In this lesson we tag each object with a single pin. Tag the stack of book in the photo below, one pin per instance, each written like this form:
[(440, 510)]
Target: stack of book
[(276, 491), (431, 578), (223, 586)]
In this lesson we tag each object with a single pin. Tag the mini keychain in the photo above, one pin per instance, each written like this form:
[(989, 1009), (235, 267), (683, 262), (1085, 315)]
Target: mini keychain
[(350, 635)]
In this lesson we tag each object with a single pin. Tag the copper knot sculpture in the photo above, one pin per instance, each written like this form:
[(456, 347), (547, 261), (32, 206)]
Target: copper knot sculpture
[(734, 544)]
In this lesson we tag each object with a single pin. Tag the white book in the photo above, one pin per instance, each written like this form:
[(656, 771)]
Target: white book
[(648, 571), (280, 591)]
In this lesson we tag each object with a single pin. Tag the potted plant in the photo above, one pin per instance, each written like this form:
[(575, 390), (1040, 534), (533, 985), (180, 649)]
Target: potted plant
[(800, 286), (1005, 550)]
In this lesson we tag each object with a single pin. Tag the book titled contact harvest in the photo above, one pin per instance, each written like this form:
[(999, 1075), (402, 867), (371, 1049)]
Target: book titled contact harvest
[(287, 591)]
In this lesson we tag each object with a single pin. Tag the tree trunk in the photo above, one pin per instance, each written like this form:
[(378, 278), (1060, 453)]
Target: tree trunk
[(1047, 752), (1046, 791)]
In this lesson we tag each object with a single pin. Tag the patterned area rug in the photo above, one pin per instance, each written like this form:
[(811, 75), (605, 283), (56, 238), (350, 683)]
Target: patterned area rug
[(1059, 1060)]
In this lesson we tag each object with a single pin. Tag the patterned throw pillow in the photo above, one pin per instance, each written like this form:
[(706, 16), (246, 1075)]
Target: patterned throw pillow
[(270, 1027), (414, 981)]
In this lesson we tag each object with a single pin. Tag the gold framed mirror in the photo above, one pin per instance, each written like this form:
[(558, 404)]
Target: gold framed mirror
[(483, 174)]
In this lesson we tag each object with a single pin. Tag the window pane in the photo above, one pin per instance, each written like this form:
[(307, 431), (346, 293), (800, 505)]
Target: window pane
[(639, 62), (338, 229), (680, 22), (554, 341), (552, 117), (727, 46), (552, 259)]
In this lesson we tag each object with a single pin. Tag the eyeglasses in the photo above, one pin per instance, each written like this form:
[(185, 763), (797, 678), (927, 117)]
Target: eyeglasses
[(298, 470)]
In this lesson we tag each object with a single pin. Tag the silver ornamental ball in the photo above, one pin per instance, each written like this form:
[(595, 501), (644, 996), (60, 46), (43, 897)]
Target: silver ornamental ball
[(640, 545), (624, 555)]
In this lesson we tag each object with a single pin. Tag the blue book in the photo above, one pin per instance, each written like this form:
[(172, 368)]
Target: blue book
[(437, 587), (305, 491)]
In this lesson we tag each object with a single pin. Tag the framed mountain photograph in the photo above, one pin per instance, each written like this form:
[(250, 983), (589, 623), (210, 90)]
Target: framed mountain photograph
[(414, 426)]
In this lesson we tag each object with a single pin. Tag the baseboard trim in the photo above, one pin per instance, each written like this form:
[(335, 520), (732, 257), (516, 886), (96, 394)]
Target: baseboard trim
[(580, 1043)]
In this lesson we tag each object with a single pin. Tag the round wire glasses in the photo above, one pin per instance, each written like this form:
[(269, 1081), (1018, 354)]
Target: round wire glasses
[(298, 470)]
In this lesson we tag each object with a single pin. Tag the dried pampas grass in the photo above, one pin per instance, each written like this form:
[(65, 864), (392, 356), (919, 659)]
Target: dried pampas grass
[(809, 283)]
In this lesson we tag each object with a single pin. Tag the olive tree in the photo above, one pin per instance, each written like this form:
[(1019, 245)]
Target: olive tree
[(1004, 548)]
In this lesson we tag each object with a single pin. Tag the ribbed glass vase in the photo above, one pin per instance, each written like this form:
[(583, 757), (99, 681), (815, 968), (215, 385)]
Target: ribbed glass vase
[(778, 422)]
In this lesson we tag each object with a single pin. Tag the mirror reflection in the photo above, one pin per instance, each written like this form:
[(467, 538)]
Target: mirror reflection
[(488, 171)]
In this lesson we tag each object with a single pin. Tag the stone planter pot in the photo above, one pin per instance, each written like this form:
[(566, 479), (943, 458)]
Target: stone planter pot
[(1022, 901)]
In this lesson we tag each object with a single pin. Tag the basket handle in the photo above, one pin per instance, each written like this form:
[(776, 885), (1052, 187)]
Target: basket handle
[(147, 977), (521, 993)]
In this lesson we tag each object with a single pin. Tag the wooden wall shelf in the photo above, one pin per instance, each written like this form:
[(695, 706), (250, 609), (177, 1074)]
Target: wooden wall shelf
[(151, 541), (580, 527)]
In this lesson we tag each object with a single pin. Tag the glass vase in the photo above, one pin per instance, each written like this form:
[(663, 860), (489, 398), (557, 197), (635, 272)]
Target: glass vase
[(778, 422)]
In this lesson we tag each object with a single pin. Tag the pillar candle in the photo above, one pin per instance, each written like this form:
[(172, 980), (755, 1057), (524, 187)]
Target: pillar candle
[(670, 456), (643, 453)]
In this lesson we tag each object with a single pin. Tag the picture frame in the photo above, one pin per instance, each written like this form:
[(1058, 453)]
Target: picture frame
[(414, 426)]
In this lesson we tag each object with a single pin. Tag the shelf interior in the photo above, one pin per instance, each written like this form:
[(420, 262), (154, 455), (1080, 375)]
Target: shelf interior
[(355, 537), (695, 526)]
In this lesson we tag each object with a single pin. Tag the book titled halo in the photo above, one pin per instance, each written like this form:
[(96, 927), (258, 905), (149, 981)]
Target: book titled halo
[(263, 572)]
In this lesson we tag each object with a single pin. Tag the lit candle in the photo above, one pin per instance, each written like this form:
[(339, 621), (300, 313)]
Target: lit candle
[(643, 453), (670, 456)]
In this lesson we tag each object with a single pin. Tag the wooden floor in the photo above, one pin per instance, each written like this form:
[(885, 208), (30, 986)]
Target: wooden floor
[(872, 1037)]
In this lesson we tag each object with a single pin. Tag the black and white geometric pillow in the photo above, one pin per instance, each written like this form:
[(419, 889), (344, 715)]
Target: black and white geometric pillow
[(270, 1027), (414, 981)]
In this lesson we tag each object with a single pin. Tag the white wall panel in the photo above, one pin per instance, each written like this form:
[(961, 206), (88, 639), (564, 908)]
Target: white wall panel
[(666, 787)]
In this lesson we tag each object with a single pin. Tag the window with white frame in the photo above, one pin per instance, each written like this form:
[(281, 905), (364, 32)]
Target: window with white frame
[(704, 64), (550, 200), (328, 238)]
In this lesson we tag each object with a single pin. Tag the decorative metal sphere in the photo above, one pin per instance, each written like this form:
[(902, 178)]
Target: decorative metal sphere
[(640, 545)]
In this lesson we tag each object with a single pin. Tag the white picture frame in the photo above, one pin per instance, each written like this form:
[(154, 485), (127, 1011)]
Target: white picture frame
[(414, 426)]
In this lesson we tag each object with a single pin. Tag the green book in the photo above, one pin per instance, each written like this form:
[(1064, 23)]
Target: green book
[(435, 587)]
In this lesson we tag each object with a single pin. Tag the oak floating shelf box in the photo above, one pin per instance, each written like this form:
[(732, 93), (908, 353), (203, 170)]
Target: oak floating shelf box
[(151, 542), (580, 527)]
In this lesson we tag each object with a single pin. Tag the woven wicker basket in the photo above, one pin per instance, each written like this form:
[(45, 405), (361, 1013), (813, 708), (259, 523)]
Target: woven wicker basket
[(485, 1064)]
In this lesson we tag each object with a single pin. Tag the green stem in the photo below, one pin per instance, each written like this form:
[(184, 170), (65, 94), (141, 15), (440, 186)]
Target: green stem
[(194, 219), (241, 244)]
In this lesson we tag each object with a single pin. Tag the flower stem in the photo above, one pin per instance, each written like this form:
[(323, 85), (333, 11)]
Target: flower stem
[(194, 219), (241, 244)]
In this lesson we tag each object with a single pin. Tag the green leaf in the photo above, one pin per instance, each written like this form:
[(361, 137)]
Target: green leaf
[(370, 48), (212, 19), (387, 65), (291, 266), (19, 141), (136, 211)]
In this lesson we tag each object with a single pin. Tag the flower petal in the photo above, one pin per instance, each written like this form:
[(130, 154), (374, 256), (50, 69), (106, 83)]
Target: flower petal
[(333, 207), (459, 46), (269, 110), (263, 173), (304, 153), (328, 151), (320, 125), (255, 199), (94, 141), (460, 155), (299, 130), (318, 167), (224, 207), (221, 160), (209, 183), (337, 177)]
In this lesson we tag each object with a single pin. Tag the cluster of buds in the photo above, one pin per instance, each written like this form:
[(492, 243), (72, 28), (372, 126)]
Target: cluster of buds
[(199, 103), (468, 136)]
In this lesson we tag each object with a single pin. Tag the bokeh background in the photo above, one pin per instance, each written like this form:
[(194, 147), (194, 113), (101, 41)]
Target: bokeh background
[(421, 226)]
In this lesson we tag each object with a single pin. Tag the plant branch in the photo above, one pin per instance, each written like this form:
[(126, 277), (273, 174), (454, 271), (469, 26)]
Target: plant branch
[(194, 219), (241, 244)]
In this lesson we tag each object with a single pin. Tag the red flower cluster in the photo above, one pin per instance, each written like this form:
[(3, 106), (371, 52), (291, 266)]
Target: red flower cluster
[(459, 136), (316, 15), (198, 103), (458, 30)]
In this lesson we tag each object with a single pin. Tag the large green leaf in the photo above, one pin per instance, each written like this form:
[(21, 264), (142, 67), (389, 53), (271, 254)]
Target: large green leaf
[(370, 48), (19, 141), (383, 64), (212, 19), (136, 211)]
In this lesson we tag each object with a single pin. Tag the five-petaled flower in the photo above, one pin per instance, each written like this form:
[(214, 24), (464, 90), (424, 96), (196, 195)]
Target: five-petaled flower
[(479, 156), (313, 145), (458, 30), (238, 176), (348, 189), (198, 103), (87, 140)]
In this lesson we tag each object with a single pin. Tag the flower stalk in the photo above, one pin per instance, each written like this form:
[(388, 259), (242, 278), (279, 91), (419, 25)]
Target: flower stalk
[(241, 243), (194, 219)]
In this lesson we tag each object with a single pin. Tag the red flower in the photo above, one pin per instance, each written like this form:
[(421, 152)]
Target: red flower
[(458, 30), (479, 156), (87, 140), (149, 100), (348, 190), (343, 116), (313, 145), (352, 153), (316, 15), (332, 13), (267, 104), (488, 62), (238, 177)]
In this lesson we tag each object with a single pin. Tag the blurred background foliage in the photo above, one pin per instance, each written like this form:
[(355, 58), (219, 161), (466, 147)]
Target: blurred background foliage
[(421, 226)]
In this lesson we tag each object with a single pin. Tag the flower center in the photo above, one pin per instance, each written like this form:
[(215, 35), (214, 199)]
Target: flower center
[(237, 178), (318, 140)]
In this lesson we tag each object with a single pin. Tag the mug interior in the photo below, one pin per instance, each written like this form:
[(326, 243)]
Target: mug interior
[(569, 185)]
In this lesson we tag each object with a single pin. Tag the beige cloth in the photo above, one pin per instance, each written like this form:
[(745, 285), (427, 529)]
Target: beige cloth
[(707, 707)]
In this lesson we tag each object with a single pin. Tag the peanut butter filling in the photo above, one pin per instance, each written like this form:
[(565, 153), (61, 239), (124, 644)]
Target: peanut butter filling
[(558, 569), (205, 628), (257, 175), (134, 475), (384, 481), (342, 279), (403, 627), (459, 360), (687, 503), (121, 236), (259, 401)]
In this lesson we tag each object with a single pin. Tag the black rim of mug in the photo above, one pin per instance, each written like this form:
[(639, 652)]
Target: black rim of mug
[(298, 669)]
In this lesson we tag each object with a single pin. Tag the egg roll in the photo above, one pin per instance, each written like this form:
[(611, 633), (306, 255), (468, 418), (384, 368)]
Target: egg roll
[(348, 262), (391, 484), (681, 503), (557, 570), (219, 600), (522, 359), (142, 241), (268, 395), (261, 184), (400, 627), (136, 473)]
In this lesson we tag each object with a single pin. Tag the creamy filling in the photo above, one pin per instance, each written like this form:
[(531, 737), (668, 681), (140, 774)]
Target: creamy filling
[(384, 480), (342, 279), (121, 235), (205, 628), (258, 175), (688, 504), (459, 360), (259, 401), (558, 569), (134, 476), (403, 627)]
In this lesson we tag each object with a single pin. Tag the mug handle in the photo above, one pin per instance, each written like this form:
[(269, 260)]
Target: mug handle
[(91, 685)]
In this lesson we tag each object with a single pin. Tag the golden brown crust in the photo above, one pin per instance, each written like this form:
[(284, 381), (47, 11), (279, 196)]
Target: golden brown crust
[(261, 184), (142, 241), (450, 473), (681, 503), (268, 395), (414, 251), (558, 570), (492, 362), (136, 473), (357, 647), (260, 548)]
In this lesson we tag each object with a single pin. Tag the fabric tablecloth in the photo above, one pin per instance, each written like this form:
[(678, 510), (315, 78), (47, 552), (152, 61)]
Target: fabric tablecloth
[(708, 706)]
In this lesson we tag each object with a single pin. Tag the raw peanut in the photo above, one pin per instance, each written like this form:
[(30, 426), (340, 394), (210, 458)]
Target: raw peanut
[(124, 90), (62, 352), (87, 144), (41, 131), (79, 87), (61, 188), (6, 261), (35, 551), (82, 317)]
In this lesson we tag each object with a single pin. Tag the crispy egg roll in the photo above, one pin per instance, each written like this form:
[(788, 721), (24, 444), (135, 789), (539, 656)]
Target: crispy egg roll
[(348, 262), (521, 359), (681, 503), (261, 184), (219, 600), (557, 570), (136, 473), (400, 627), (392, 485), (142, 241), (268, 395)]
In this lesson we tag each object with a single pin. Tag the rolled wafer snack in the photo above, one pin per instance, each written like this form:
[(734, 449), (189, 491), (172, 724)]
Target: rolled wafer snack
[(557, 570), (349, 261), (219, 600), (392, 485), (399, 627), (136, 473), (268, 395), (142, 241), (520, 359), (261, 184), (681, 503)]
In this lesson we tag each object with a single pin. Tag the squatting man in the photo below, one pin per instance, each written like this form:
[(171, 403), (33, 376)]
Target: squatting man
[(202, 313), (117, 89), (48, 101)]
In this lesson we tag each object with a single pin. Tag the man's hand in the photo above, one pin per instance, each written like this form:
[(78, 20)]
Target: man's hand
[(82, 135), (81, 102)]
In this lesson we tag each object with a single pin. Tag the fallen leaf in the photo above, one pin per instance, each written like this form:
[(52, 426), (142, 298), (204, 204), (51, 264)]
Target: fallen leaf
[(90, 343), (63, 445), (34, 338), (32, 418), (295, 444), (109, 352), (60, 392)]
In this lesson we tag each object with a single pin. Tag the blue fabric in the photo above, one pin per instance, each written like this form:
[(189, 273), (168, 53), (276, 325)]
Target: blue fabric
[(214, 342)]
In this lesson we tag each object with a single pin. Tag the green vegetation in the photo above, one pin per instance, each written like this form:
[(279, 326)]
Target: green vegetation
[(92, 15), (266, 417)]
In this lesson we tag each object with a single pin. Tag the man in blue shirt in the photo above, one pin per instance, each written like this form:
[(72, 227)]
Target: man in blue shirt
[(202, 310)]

--------------------------------

▶ [TO DO]
Please echo the lines above verbatim, starting at the line containing "Tag the fallen" and ending at the line containing "[(214, 342)]".

▶ [RESULT BELOW]
In this lesson we tag each object with a single pin. Tag the fallen leaf in the photo above, one pin per instance, each written like this form:
[(52, 426), (142, 298), (204, 204), (51, 264)]
Target: fallen leaf
[(90, 343), (63, 445), (34, 338), (32, 418), (295, 444), (109, 352), (60, 392)]
In this lesson we tag each object with a single pin. Tag the blue fabric in the photo above, one pin per instance, each written like this form:
[(189, 273), (168, 53), (276, 325)]
Target: blue fabric
[(214, 342)]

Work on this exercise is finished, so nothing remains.